• _WHAT YOU SHOULD DO_:
Go through the material and copy every line in which "give" appears.

• _DATA EXTRACT_:
—————

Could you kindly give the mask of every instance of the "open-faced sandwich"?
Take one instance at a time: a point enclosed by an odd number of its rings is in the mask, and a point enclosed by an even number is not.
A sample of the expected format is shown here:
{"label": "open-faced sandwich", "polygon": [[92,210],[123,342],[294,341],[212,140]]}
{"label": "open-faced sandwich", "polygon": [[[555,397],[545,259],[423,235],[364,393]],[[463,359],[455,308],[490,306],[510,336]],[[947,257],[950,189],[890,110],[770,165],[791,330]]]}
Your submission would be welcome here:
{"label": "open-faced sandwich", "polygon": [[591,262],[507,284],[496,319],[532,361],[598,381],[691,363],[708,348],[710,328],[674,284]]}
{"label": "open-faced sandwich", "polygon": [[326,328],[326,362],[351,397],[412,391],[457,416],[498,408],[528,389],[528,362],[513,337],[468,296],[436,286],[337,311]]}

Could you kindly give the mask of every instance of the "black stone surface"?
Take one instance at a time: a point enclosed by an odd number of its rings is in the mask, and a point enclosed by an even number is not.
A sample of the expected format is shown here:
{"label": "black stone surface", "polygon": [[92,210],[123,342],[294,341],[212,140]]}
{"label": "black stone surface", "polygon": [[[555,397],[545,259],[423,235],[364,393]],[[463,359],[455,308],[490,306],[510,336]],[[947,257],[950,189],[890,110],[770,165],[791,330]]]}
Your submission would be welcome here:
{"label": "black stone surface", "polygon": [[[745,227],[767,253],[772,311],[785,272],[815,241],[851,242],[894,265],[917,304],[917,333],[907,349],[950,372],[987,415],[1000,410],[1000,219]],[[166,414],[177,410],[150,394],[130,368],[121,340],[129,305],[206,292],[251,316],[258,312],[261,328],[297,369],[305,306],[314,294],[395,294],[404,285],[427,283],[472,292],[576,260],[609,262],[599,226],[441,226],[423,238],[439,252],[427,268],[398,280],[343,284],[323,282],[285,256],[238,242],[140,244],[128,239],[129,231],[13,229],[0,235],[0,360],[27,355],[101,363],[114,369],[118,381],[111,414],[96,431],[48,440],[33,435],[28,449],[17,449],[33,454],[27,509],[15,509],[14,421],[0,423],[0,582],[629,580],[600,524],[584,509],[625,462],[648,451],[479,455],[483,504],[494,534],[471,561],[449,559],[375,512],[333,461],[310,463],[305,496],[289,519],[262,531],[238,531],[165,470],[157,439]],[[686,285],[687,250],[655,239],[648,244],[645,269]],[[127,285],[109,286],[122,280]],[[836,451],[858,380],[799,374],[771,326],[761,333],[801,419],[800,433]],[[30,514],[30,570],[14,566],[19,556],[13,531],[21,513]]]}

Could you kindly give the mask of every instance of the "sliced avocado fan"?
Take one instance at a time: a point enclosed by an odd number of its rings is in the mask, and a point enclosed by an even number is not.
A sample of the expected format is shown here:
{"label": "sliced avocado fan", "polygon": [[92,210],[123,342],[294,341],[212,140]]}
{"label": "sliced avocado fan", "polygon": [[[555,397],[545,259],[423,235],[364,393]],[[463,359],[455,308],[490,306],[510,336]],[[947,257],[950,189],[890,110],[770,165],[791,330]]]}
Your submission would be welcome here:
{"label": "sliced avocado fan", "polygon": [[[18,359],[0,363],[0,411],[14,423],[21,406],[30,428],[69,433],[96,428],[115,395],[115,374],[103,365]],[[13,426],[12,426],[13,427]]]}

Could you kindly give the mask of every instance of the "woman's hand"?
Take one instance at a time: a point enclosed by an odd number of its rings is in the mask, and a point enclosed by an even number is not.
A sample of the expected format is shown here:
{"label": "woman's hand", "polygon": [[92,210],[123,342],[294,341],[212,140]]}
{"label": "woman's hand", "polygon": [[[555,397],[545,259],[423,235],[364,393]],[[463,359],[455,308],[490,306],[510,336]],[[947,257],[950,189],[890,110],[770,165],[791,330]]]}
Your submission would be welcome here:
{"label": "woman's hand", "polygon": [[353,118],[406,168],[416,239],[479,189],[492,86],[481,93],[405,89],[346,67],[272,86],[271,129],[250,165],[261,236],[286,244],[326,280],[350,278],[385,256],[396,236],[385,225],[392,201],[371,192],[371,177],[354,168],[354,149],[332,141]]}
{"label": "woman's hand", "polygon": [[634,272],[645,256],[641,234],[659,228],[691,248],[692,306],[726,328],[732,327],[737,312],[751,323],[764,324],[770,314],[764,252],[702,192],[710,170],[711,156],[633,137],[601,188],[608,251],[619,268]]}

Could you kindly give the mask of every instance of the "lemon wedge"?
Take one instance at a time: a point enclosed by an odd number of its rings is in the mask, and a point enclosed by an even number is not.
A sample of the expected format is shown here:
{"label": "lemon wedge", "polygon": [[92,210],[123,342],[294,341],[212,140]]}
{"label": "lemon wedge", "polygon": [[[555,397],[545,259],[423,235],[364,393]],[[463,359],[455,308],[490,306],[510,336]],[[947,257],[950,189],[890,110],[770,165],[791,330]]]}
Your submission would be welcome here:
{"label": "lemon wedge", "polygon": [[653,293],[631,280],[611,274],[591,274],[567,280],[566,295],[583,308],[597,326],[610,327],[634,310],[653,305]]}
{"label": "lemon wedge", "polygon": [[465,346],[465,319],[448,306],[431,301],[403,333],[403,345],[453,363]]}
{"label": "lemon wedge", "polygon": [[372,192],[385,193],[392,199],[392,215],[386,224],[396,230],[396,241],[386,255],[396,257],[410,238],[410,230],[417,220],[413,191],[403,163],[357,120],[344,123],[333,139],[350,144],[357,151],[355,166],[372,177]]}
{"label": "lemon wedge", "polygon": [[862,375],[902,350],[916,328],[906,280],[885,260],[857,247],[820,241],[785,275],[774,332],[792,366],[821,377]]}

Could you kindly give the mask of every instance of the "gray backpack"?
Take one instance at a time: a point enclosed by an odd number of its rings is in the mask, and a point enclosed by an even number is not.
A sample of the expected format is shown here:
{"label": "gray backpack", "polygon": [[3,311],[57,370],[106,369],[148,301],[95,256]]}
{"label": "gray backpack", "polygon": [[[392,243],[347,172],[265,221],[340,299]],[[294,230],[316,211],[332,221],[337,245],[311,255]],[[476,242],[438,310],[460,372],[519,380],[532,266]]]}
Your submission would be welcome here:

—————

• _WRITTEN REPLY_:
Could you kindly give the mask of every instance of the "open-faced sandwich"?
Could you kindly give the mask of every instance of the "black stone surface"?
Could you kindly give the mask of every instance of the "sliced avocado fan"?
Could you kindly give the mask of every instance of the "woman's hand"?
Could you kindly give the mask of every instance of the "lemon wedge"?
Could you kindly give the mask of every instance of the "gray backpack"?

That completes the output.